Ken: If we can ignore for a bit the pointless political theater goings-on in the U.S. Senate, the biggest news right now is that the CDC has decided on a scientific basis that it’s time for the kids to go back to school, and they have provided guidelines for doing so: No surprises there — masks, social distancing, hand washing, and testing and contact tracing. At last, a hopeful sign that we are over the hump. No school for children has been one of the biggest disruptors of the COVID-19 pandemic. Not only have they missed a year of education, but someone has to stay home with the kids. Even parents who can work remotely from home have to deal with a major distraction. As for remote learning, presumably we will have metrics informing us about the success or failure of the alternative to being in a classroom. So, all that’s left is to get the teacher’s unions to sign on to the plan. This might prove to be a roadblock, partly because the teachers, for the most part, have been paid while the schools have been closed. Therefore, there is not much incentive to go back into a crowded classroom and risk coming down with the bug.
Joe: There were approximately 50.5 million USA public school students that entered prekindergarten through grade 12 in the fall 2020. Because of the pandemic most have had to endure (in whole or in part) almost a year of remote learning. States are dealing with a wide array of approaches regarding in-person instruction and remote learning. In Illinois, districts decide whether to open school buildings, and by the way, interruptions exist. If they reopen, most schools shutter again for up to 10 days or kids are told to quarantine at home for 14 days, if positive COVID-19 cases are detected in the building.

Dataset records:

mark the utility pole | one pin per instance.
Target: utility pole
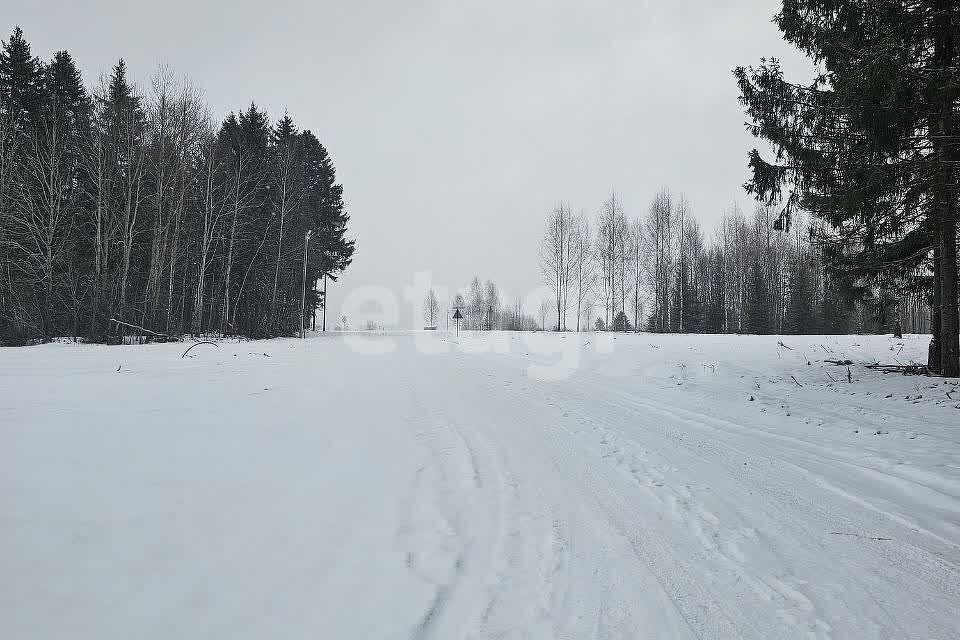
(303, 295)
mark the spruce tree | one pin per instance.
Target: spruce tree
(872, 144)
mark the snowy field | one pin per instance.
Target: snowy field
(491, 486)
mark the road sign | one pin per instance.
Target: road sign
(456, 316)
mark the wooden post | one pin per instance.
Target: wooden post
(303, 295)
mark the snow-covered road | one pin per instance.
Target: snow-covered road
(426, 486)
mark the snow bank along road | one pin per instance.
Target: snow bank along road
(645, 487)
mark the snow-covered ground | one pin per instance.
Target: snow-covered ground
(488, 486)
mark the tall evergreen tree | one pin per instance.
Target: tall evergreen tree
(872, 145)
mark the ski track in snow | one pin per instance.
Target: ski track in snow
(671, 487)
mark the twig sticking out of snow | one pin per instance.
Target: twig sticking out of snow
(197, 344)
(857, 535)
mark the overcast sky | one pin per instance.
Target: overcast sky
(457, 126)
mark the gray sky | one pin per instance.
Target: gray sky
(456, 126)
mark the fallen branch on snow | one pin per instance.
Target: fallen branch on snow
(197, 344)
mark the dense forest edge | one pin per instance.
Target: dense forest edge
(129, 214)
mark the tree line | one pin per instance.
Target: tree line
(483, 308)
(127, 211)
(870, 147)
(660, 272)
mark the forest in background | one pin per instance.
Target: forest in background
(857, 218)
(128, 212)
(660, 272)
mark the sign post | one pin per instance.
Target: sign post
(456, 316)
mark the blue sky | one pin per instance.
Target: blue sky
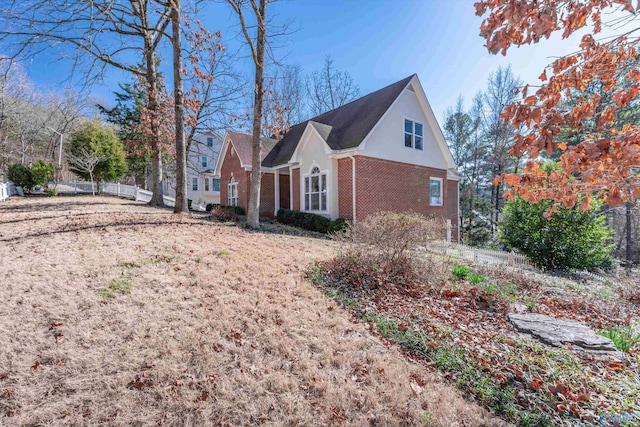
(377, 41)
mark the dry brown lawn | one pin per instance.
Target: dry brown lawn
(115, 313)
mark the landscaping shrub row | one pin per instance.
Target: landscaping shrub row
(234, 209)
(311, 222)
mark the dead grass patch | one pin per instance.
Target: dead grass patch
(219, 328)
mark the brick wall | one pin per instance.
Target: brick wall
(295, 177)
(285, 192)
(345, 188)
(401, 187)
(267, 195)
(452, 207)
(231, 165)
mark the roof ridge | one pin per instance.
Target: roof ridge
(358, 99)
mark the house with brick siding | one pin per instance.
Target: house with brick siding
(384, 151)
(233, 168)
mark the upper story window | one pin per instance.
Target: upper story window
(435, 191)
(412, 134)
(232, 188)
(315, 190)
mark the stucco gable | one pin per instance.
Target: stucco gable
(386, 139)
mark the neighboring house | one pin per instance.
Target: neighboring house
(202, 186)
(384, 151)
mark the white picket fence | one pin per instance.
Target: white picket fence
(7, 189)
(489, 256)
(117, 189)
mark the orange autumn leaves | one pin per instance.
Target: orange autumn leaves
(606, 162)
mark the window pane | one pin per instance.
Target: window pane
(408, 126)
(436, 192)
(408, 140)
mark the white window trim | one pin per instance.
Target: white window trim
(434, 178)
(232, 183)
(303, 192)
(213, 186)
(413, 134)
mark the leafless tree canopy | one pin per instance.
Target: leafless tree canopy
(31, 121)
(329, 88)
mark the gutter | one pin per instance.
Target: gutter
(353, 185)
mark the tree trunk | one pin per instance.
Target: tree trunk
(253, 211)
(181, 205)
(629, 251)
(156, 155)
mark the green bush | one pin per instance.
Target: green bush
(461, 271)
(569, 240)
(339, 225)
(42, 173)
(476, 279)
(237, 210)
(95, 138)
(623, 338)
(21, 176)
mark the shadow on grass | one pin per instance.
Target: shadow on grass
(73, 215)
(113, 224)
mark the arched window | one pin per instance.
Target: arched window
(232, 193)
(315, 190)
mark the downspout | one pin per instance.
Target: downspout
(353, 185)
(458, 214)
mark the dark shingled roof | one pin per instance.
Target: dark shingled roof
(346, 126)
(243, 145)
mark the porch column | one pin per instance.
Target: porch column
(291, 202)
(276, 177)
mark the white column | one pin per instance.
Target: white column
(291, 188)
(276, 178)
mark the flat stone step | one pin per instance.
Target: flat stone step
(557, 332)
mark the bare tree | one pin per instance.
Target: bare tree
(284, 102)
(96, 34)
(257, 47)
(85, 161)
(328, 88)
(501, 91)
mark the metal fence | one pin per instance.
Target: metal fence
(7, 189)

...

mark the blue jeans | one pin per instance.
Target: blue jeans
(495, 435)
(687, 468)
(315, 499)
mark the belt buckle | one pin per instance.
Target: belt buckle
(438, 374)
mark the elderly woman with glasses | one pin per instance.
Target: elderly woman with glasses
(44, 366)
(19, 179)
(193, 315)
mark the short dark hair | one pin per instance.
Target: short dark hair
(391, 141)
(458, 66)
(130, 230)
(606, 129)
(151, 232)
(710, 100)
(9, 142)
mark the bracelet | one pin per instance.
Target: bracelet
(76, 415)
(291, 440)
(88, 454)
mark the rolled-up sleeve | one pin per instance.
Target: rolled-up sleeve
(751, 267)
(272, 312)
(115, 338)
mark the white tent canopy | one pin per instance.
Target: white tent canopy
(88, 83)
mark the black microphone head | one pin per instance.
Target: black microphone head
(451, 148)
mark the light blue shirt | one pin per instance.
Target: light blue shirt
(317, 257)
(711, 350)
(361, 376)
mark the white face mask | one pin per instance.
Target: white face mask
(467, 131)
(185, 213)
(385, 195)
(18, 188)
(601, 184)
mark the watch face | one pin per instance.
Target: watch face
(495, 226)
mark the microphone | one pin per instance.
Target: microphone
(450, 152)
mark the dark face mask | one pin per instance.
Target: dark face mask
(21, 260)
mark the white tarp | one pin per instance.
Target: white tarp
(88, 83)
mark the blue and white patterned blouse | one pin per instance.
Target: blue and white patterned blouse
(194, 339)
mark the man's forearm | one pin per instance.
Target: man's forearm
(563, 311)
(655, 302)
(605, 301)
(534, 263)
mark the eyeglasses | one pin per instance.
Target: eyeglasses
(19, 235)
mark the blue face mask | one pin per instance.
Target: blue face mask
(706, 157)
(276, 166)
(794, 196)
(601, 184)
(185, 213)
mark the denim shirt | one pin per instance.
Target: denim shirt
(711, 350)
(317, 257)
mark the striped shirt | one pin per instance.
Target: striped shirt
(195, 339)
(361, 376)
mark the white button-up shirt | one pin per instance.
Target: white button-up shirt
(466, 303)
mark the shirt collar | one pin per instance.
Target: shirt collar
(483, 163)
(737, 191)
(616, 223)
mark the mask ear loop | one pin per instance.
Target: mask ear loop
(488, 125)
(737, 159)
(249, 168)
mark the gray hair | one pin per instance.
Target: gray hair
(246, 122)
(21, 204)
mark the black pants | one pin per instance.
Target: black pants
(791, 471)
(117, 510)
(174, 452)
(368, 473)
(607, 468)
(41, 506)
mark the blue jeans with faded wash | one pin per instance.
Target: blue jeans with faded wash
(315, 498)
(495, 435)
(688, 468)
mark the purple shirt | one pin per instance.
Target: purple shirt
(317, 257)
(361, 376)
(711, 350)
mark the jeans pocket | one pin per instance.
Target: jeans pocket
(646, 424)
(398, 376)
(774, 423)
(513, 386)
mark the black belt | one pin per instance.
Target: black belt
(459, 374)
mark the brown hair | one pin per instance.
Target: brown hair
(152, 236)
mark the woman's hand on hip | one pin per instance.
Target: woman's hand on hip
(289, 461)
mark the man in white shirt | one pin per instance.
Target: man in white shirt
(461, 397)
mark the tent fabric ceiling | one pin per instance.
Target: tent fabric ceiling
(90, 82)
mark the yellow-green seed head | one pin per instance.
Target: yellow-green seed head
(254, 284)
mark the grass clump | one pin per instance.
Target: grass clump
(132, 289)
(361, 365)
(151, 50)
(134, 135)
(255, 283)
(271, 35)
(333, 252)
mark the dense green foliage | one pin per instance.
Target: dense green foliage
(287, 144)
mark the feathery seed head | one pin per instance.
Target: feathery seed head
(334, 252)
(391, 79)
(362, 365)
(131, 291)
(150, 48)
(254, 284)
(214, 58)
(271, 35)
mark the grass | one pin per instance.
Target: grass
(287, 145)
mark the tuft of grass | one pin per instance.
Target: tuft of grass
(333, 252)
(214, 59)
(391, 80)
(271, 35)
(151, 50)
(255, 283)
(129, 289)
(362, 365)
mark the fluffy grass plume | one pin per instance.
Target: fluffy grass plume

Required actions:
1. In the school-reopening discussion, roughly how many U.S. public school students entered prekindergarten through grade 12 in fall 2020?
2. Carry the school-reopening discussion forward from its last sentence.
The material plays no part here.

Answers:
1. About 50.5 million.

2.
So, what we have is a roller coaster of emotions (optimism and despair) for family members and students. Much confusion exists and experiences differ. My grandson (a first grade Chicago Public School kid) is holed up in one of our rooms in our house attending classes remotely. He has been doing remote learning since the school year started. He sits at a desk with a laptop computer in front of him. He is lucky (gets special attention) because only one parent works. Thus, the other, his mother, sits next to him to assist and help him navigate. I have been in the room attending some of the classes, becoming familiar with his learning environment but not intruding. It has given me a once in a lifetime chance to hang with him in first grade. My view is that most elementary kids struggle without the structure and interaction found in physical classrooms. Left to their own devices, they get restless. After 6-8 hours one can detect fatigue and brain fog. He takes gym. I see him hopping up and down on a yoga mat doing exercises, thinking about the fun he could have if he were surrounded by other kids. The entire experience is different by schools and working families. Then there are students with unreliable computer and internet issues. The impact of technology on education is much more complicated than people and the tech world think. Not all children will emerge unscathed. So, what suggestions do you have to get parents and students through this? Can we agree that no issue is more important in this country than the education of our students, getting them through school and hopefully through college without a lot of debt?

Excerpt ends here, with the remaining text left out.